**Trecho fornecido**
******

A Donzela de Orleans | Parte 3: Paixão e martírio

Para Joana D’Arc, o estágio mais difícil de sua missão havia chegado. Ela teve que suportar todo o peso da cruz, da qual ninguém que esteja totalmente a serviço de seu Senhor está isento. 

Não teria sido suficiente para os ingleses capturar e matar Joana, pois eles sabiam que ela seria vista como uma mártir por todos os franceses e os inspiraria a prosseguir com sua causa de libertação da nação. Seu objetivo, portanto, era provar que Joana era herege e bruxa e que suas vitórias haviam sido obtidas por meio de um pacto com o Diabo. Dessa forma, eles poderiam dizer que Carlos VII foi coroado com a ajuda de uma bruxa, invalidando assim sua legitimidade como rei e, ao mesmo tempo, destruindo a imagem heroica de Joana.  

Mas, para executar esse plano, os ingleses precisariam da igreja e de seus tribunais… O bispo Cauchon de Beauvais, um francês que apoiava os ingleses, permitiu-se ser comprado para essa causa injusta. Cauchon tomou para si a responsabilidade de formar um tribunal totalmente parcial, que tinha apenas um objetivo: provar que a chamada “Dama de Orleans” era de fato uma herege e uma bruxa. A jovem prisioneira, que tinha apenas 18 anos de idade na época, foi confrontada com um julgamento intenso e cruel, com 50 clérigos e teólogos acusando-a, que usariam todos os meios à sua disposição para fazê-la cair em suas armadilhas… 

BISPO CAUCHON: Nosso governador e rei inglês, Henrique, entregou-a a nós para que a processássemos em relação à fé. Portanto, convocamos Joana neste dia.  

Agora, Joana, jure pelo evangelho que responderá com sinceridade a todas as perguntas que lhe fizermos. 

JOANA: Não sei sobre o que você vai me perguntar. Talvez você me faça perguntas para as quais não darei uma resposta. 

BISPO CAUCHON: Você deve jurar que dirá a verdade em relação às perguntas sobre a fé. 

JOANA: Juro dizer a verdade em todas as perguntas sobre minha origem e o que fiz desde minha chegada à França. Mas, no que diz respeito às minhas revelações divinas, não as compartilhei com ninguém, exceto com o rei. E se eles cortassem minha cabeça, eu não poderia falar sobre isso, pois meus conselheiros secretos me proibiram de fazê-lo. 

(…) 

Se você soubesse quem eu sou, desejaria que eu estivesse fora de suas mãos! Não fiz nada que não tenha sido ordenado por revelação a fazer. 

Cuidado, vocês que pretendem ser meus juízes, pois carregam um jugo pesado e exigem demais de mim! Eu vim de Deus e não tenho nada a fazer aqui. Devolvam-me ao Deus que me enviou! Cuidado para não me julgarem erroneamente, pois vocês se colocam em grande perigo! Eu os aviso para que, quando chegar o dia do castigo divino, eu possa dizer que cumpri meu dever.

******

**Tarefas a cumprir**
[a] Extraia do texto sobre Joana D’Arc o trecho que começa em "Cuidado, vocês que" e termina em "cumpri meu dever.".
[b] Segundo o texto sobre Joana D’Arc, que idade tinha Joana na época do julgamento?
[c] Dê continuidade ao texto sobre Joana D’Arc a partir do ponto em que ele termina.

[Registros de caixas rotuladas]
******

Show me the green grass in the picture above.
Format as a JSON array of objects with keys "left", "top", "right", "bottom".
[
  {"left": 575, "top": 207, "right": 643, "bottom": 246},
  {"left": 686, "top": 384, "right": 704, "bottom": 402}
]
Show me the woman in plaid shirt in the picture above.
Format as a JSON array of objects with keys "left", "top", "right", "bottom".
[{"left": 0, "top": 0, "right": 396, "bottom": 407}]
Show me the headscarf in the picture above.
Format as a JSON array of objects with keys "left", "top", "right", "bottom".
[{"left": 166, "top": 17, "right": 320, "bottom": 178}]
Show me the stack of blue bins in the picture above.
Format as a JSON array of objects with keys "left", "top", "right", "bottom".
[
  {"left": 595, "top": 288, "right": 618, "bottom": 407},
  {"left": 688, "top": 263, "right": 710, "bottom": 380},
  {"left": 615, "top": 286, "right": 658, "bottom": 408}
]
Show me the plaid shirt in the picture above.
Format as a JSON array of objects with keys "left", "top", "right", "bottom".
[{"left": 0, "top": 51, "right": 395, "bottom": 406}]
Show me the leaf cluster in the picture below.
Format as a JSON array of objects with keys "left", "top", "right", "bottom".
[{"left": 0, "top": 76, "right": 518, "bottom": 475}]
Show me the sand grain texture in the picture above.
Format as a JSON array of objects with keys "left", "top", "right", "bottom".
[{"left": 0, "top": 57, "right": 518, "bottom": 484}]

******

**Respostas dos exercícios**
[a]
Cuidado, vocês que pretendem ser meus juízes, pois carregam um jugo pesado e exigem demais de mim! Eu vim de Deus e não tenho nada a fazer aqui. Devolvam-me ao Deus que me enviou! Cuidado para não me julgarem erroneamente, pois vocês se colocam em grande perigo! Eu os aviso para que, quando chegar o dia do castigo divino, eu possa dizer que cumpri meu dever.

[b] Apenas 18 anos.

[c]
As sessões do julgamento eram constantemente retomadas. Os prelados estavam obstinados em fazê-la abjurar a origem celestial de suas “vozes” e de sua missão. Mas como Joana continuava firmemente convencida de que tudo isso vinha de Deus, eles queriam forçá-la a se submeter incondicionalmente ao julgamento da Igreja, a fim de impor o veredito de que seus discursos eram de origem demoníaca: 

MEMBRO DO TRIBUNAL: Você deseja se submeter ao julgamento da Igreja na Terra, em tudo o que disse e fez, seja bom ou ruim, especialmente nos crimes e ofensas dos quais foi acusada, e em tudo o que diz respeito ao julgamento? 

JOANA: Eu me submeto à Igreja militante, se a Igreja militante não exigir atos impossíveis de mim. O que eu chamo de impossível seria negar tudo o que eu disse e fiz; renunciar às minhas aparições e abjurar as revelações que recebi do próprio Deus. Não as negarei por nada no mundo! Seria impossível para mim fazer isso! E se a Igreja me ordenasse a fazer o oposto do que Deus me ordenou, eu jamais poderia obedecer! 

MEMBRO DO TRIBUNAL: Se a Igreja militante lhe disser que suas revelações são alucinações e ilusões de Satanás, você se submeterá a ela?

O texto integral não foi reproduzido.